[What this task involves]: Retype the part of the article on Tooru's purchase of Mylky that begins at the words "- £3 million loan" and ends after the words "circa £17 million.", keeping every word and punctuation mark the same.

[Extracted text]:
****

Tooru to buy Mylky B.V.: a punchy move into home-made plant-based milk
Tooru plc has agreed terms, subject to contract, to acquire 100% of Mylky B.V., a fast-growing branded e-commerce business selling small home milk-making machines and related products across Europe. It is a neat strategic fit for Tooru’s “free from” portfolio (Juvela, OAF and Pulsin) and taps into the structural shift toward plant-based, additive-free products.
Important caveat: this is not yet a done deal. Completion depends on due diligence, financing, definitive documentation and shareholder approval. Tooru has a 3-month exclusivity period to get it over the line.
The deal terms decoded
Total consideration is £12 million, split three ways. In plain English, here’s how Tooru intends to pay:
- £6 million in cash from existing resources and new debt funding, payable on closing.
- £3 million loan note paying 10% per annum, with a 3-year term and bullet repayment (meaning the principal is repaid in one go at maturity).
- £3 million in new Tooru shares, expected to be 10% to 15% of the enlarged group. That share element implies a value for Tooru of circa £17 million.
Tooru plans to use an institutional debt provider and has already held positive preliminary discussions. The company will also seek shareholder approval even though the transaction is not deemed a Reverse Transaction under AIM Rules (a “reverse” would be when the target is large enough that the deal effectively transforms the acquirer).

****

[Dataset entries]:
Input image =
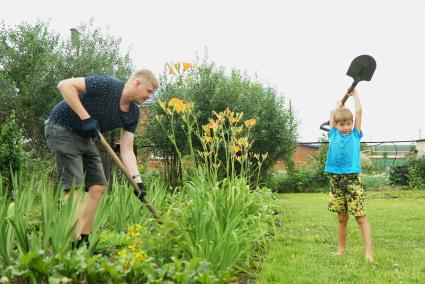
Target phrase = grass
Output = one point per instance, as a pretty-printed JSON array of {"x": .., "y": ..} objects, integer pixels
[{"x": 302, "y": 250}]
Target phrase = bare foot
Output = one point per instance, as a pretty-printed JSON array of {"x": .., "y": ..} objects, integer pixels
[{"x": 368, "y": 258}]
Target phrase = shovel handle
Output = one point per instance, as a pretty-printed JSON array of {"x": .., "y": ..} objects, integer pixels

****

[Answer to the problem]:
- £3 million loan note paying 10% per annum, with a 3-year term and bullet repayment (meaning the principal is repaid in one go at maturity).
- £3 million in new Tooru shares, expected to be 10% to 15% of the enlarged group. That share element implies a value for Tooru of circa £17 million.